◆ Exercise brief
Rewrite every line starting at the line containing "Where can the gray" and ending with the last of the items below. Raise each pin coordinate by 111.

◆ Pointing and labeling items

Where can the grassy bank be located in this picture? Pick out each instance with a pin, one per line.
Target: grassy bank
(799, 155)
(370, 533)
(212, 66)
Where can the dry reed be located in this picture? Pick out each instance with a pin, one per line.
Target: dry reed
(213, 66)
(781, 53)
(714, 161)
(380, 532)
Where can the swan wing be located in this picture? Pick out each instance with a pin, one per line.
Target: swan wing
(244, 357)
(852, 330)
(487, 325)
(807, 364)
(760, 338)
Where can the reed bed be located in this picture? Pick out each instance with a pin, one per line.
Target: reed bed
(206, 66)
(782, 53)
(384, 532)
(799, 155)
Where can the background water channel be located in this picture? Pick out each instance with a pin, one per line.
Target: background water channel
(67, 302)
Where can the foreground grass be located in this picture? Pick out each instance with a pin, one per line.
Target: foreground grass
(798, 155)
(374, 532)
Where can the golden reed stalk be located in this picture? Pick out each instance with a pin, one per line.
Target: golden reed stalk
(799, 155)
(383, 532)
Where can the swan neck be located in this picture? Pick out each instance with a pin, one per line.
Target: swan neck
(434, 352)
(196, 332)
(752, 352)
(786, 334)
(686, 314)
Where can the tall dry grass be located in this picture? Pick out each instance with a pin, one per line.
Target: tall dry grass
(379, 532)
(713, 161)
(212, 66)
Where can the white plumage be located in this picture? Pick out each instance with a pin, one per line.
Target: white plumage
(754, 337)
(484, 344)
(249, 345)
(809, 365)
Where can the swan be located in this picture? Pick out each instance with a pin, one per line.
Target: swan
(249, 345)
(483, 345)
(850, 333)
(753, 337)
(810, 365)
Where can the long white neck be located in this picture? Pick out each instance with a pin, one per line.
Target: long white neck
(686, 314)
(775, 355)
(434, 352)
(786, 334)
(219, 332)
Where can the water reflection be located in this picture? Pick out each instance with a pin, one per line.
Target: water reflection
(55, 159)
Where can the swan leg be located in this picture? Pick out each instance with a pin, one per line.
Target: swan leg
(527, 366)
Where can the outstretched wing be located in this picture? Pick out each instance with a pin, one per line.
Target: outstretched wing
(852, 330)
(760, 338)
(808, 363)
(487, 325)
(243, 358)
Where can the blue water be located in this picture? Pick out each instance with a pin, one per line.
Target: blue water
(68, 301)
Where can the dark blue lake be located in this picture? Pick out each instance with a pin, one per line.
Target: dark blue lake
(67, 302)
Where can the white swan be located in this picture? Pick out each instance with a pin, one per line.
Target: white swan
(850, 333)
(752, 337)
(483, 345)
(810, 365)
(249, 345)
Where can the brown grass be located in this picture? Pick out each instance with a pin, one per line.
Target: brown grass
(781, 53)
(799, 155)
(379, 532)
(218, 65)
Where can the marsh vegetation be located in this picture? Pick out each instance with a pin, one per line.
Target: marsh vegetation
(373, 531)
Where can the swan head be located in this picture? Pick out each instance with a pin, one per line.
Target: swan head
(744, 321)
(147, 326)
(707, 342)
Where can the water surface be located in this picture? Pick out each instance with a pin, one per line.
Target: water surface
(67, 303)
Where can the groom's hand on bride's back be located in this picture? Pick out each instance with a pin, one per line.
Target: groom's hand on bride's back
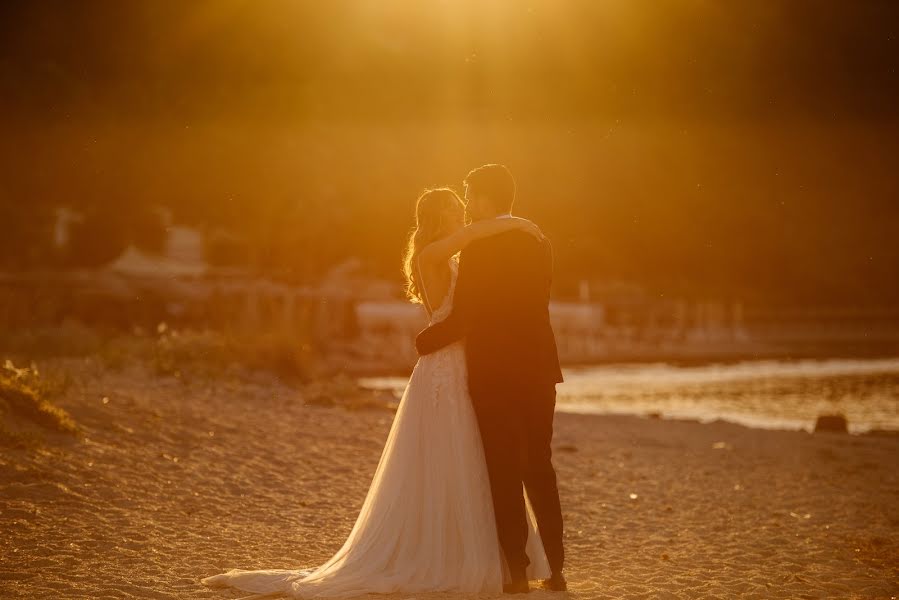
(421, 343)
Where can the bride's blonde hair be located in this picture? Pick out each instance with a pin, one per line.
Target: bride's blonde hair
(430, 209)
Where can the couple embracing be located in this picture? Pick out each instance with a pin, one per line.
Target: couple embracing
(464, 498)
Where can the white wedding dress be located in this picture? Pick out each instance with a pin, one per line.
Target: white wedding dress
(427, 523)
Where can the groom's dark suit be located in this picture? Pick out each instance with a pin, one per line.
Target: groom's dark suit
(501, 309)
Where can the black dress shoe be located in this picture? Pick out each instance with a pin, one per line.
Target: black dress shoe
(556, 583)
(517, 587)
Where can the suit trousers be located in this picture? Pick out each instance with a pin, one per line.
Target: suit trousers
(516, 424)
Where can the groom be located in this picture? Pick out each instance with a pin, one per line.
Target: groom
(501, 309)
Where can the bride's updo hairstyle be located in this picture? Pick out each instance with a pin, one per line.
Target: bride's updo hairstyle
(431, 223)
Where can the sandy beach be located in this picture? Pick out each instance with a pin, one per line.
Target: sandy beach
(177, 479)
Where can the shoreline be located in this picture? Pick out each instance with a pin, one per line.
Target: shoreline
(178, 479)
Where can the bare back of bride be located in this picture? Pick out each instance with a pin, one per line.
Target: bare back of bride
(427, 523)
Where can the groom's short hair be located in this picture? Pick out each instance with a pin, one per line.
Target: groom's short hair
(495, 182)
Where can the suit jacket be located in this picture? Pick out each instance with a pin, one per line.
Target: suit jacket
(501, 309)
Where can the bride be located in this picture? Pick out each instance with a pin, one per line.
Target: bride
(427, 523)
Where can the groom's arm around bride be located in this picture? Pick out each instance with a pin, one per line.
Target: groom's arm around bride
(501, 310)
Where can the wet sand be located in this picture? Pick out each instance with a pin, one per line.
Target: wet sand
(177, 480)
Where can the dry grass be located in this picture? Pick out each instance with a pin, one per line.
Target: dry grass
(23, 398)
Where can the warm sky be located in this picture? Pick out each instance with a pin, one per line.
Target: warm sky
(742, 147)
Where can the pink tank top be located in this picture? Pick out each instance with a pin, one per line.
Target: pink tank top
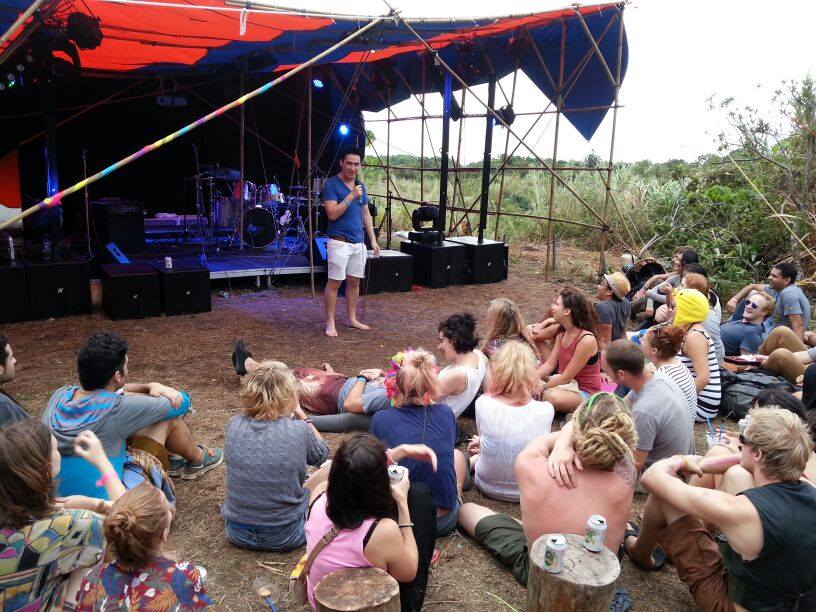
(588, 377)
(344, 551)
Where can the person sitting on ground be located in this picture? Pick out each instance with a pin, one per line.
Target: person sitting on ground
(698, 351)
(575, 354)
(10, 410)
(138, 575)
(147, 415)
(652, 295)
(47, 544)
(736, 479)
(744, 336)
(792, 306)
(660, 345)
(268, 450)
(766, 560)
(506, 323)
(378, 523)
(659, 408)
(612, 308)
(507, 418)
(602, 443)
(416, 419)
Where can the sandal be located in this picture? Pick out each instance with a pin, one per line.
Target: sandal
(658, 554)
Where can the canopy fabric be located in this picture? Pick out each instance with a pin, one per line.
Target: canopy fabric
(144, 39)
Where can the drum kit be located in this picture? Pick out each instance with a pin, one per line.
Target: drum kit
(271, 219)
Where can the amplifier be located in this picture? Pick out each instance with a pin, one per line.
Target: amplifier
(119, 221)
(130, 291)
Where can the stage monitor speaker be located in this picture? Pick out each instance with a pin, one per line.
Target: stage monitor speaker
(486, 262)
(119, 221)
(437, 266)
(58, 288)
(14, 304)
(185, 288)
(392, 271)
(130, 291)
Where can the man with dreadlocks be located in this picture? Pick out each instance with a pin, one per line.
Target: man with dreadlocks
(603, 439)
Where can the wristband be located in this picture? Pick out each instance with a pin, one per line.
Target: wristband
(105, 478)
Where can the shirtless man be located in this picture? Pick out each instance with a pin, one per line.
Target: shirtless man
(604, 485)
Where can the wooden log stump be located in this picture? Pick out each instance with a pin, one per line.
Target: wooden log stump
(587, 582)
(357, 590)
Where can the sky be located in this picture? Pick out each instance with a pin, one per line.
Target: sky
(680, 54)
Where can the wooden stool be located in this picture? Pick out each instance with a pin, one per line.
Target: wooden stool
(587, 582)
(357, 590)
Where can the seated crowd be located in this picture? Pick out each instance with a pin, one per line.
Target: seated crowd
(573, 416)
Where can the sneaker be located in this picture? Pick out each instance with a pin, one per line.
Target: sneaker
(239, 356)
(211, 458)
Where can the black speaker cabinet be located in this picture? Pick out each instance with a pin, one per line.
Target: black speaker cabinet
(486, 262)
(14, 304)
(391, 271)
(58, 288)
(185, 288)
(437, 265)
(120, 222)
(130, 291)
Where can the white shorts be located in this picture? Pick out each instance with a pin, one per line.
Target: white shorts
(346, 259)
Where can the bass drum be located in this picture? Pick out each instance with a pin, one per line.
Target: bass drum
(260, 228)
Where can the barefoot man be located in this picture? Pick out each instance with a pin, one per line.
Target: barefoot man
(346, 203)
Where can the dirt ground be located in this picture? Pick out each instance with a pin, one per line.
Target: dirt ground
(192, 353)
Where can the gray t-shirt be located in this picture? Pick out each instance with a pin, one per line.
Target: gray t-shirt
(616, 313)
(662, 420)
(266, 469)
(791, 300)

◆ Answer to the problem
Where can the gray t-shirt be located in this picture? Pick out each instance with a pin, one per line.
Target: gray t-shirt
(727, 424)
(773, 531)
(377, 580)
(902, 411)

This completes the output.